Your objective
Could you output every line of the entries below character for character, with nothing changed?

━━━ Data in this exercise ━━━

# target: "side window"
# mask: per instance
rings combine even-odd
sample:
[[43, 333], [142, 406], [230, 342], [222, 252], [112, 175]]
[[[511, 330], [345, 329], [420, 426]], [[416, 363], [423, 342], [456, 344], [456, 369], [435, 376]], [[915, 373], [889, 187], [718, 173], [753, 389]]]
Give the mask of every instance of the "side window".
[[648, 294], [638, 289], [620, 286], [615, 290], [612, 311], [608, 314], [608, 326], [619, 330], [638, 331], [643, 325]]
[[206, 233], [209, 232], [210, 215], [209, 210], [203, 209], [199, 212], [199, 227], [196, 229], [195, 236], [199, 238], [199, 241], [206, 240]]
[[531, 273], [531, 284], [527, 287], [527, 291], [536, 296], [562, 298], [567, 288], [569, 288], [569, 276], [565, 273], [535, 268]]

━━━

Written answer
# target: "side window"
# mask: per instance
rings combine even-odd
sample:
[[43, 333], [142, 406], [230, 342], [222, 252], [112, 175]]
[[[511, 330], [345, 329], [420, 426]], [[416, 363], [423, 342], [456, 344], [456, 369], [435, 376]], [[915, 373], [889, 187], [718, 173], [753, 389]]]
Give the mask of every instance of the "side window".
[[648, 294], [638, 289], [620, 286], [615, 290], [612, 311], [608, 314], [608, 326], [619, 330], [638, 331], [643, 325]]
[[206, 233], [209, 232], [210, 215], [209, 210], [203, 209], [199, 212], [199, 227], [196, 229], [195, 236], [199, 238], [199, 241], [206, 240]]
[[531, 273], [531, 284], [527, 287], [527, 291], [536, 296], [562, 298], [567, 288], [569, 288], [569, 276], [565, 273], [535, 268]]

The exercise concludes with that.